Input:
────────────────────
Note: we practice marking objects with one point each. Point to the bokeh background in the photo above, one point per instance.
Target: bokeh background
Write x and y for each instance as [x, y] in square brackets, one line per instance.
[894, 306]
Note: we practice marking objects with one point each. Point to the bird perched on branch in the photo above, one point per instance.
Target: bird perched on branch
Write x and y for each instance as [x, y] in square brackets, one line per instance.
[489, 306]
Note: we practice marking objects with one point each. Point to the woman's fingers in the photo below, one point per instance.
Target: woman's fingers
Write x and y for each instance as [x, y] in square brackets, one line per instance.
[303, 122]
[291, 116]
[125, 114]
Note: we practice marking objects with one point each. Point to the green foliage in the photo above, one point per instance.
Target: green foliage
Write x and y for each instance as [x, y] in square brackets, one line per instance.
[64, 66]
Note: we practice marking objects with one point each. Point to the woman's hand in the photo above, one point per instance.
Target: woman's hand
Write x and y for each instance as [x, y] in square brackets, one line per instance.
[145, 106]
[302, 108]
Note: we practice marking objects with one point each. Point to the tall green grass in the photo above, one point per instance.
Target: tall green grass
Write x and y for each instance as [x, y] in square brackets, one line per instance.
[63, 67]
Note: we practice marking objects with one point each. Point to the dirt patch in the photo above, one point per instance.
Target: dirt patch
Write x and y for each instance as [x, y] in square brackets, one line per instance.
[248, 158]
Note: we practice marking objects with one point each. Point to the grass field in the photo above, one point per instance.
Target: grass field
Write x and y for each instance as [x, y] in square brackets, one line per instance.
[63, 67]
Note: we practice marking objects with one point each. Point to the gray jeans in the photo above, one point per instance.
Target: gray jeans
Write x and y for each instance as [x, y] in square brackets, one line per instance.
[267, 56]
────────────────────
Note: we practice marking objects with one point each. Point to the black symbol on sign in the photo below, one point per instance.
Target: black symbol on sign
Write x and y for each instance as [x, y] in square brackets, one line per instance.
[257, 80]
────────────────────
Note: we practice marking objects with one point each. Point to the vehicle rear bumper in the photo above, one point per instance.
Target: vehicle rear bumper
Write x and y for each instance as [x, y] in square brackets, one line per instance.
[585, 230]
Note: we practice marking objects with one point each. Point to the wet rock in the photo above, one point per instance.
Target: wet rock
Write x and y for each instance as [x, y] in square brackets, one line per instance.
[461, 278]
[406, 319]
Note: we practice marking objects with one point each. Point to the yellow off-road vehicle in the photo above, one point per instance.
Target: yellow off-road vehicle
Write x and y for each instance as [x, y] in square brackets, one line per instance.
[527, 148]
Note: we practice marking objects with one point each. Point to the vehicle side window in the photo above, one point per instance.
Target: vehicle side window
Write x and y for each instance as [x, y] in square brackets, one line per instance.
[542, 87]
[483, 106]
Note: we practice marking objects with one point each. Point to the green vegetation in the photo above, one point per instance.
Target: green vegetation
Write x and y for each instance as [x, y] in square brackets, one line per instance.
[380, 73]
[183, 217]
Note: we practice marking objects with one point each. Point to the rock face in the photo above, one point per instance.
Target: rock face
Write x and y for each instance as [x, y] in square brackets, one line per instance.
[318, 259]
────────────────────
Problem requirements:
Go through the lines above and copy out each one that contains the string "bumper". Case counts.

Expected answer:
Note: we practice marking objects with one point each. Point to the vehicle rear bumper in the photo above, one point per instance.
Target: vehicle rear bumper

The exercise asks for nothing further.